TEXT SECTION: Begin

What’s black and white, black and white and black and white?
― A nun falling down the stairs.
A man was beaten up by robbers on the road. He lay on the side of the road, half dead.
– A humanist came along, saw him and passed by on the other side.
– A Samaritan came by and also crossed to the other side.
– Finally, a modern Christian came along, looked at the man and said: “Whoever did this to you needs help.
A man goes to a church with a large, very disproportionate knife which would instantly kill anyone it hit.
The priest asks:
– How could you bring this weapon to the Lord’s House?
– I always take it with me just in case someone dares to contradict me. I hate people who disagree with me on literally anything. I am an atheist, are you a Christian?
– No, of course not and honestly, I wouldn’t advise it to you either.
What is the snake’s favourite subject? -Hiss-story.
A husband and wife are trying to set up a new password for their computer.
The husband puts, “Mypenis,” and the wife falls on the ground laughing because on the screen it says, “Error. Not long enough.”
What does a mobile phone say to another phone? -Who knows what the future will brr-ing!
Why are owls wise? ― I don’t know, I’m not an owl…
The first restaurant on the moon didn’t do very well. -It had great food but no atmosphere.
Doctor, Doctor I’ve got wind! Can you give me something? — Yes, here’s a kite!

TEXT SECTION: End
RECORD EXTRACTS: Begin

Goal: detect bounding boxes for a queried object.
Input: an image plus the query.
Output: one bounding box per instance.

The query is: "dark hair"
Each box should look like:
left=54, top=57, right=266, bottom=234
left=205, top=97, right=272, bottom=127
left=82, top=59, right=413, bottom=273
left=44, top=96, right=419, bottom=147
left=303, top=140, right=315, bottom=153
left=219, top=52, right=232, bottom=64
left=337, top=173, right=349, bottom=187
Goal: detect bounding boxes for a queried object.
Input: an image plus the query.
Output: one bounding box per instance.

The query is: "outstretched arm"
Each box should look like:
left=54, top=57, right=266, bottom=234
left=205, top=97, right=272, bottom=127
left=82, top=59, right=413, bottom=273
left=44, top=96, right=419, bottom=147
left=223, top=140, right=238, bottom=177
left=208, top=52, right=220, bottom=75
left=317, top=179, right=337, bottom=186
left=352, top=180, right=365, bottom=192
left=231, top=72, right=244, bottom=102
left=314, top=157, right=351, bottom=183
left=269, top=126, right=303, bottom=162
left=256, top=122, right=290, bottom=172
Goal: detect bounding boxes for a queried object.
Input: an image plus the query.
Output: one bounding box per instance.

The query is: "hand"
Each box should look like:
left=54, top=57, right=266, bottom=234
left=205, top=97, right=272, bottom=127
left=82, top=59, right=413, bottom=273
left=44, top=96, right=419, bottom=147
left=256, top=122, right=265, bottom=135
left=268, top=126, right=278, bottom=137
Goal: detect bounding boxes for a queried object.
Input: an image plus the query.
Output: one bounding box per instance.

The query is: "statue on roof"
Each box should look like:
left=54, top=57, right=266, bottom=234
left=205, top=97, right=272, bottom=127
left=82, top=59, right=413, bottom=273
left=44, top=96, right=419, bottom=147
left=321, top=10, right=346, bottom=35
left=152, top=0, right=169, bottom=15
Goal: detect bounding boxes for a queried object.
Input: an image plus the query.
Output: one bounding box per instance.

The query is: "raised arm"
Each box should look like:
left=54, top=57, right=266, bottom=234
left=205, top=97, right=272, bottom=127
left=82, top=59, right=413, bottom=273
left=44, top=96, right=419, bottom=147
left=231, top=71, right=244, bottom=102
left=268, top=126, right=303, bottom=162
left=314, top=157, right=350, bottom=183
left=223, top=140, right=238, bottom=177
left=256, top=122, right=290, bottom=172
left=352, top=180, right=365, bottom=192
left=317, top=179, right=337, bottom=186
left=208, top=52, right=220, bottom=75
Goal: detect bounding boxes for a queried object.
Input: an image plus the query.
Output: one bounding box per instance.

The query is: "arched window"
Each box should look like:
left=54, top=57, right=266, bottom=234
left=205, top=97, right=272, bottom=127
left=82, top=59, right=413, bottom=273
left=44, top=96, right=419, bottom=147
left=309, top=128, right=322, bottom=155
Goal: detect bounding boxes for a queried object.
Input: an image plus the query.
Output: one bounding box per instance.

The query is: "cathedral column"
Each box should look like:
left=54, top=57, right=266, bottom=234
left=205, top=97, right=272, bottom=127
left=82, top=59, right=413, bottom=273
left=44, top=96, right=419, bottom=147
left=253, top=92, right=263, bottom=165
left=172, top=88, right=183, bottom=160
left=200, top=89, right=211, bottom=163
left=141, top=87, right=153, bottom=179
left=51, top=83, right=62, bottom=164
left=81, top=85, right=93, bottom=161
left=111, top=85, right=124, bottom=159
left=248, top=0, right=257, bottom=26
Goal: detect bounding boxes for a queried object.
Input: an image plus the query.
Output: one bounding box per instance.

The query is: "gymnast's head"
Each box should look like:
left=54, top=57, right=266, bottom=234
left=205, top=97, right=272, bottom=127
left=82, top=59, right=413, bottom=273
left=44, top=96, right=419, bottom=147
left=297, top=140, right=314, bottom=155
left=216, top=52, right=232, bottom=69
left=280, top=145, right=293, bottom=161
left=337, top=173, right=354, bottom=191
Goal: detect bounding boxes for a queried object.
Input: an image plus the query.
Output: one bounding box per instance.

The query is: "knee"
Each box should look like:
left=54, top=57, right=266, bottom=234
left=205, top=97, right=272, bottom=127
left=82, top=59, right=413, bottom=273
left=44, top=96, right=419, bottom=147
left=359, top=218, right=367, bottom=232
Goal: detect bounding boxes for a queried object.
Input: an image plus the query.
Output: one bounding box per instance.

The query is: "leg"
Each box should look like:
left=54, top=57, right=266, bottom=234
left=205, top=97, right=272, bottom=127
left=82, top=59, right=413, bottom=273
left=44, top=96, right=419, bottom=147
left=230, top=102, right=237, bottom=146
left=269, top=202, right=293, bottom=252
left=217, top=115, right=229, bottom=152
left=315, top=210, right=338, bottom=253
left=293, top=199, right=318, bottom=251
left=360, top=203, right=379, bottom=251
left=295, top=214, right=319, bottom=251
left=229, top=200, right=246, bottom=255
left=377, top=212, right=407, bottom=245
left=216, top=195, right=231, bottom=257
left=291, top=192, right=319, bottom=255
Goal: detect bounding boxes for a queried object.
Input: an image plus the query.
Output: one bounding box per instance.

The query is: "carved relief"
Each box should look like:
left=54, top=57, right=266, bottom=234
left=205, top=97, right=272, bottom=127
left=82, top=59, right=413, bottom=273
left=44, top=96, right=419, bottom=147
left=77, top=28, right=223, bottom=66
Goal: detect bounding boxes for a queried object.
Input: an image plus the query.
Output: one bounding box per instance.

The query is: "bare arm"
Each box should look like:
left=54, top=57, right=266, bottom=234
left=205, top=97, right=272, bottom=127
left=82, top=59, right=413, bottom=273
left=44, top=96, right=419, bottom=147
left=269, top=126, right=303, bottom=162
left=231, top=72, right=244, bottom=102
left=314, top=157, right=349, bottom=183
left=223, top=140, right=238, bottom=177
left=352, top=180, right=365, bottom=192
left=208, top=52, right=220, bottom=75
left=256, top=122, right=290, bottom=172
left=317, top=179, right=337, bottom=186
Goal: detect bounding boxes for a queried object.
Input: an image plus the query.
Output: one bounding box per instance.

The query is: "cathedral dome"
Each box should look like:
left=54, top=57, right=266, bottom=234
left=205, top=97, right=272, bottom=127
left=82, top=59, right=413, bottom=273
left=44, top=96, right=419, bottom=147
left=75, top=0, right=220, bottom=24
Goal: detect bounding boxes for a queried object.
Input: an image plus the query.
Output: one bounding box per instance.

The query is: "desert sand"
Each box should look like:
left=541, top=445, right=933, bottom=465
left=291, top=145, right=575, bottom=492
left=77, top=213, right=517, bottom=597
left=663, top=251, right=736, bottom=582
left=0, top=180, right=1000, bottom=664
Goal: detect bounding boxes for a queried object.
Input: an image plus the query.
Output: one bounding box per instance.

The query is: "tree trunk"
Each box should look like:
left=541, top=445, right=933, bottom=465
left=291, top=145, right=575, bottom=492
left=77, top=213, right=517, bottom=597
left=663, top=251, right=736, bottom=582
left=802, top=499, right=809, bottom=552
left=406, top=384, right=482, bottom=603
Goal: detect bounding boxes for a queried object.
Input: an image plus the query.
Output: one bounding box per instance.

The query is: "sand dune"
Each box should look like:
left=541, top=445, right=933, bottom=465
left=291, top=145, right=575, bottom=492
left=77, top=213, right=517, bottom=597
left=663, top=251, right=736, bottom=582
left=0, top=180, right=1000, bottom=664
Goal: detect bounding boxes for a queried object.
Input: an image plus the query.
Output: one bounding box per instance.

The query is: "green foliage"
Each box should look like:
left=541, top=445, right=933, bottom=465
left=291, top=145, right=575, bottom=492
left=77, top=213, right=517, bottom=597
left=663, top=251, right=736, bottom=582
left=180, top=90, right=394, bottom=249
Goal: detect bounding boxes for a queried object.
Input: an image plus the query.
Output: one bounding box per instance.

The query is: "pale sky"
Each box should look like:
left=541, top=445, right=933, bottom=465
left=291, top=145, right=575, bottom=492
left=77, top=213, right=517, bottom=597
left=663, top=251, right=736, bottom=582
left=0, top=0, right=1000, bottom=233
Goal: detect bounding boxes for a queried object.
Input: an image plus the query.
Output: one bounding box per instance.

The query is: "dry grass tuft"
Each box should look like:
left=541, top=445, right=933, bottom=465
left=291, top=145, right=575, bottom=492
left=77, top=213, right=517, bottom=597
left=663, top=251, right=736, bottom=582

RECORD EXTRACTS: End

▶ **ASSIGNED TASK A**
According to the joke collection, why didn't the first restaurant on the moon do very well?
▶ **ASSIGNED TASK B**
Continue the joke collection from its final line.

▶ **ANSWER SECTION A**
It had great food but no atmosphere.

▶ **ANSWER SECTION B**
Doctor Doctor I keep thinking I’m a caterpillar. — Don’t worry, you’ll soon change!
What does a pen say to a pencil? — So, what’s your point!
What does a tree do when it is ready to go home? — It leaves.
Two antennas met on a roof, fell in love, and got married. The ceremony wasn’t much, but the reception was excellent.
I used to think I was indecisive, but now I’m not so sure.
The Computer beat me at chess once, but it was no match for Boxing.
There are three kind of people in the world. Those who can count, and those who can’t.
What does a wall say to another wall? Meet me at the corner!
Knock Knock! -Who’s there? – Who. – Who who? – Are you an owl?
What sound do hedgehogs make when they kiss? -Ouch
Are you superstitious? — No, because it brings bad luck.
How do you drown a blonde? — You just stick a mirror at the bottom of a pool.
My room is not messy, it is an obstacle course designed to keep me fit.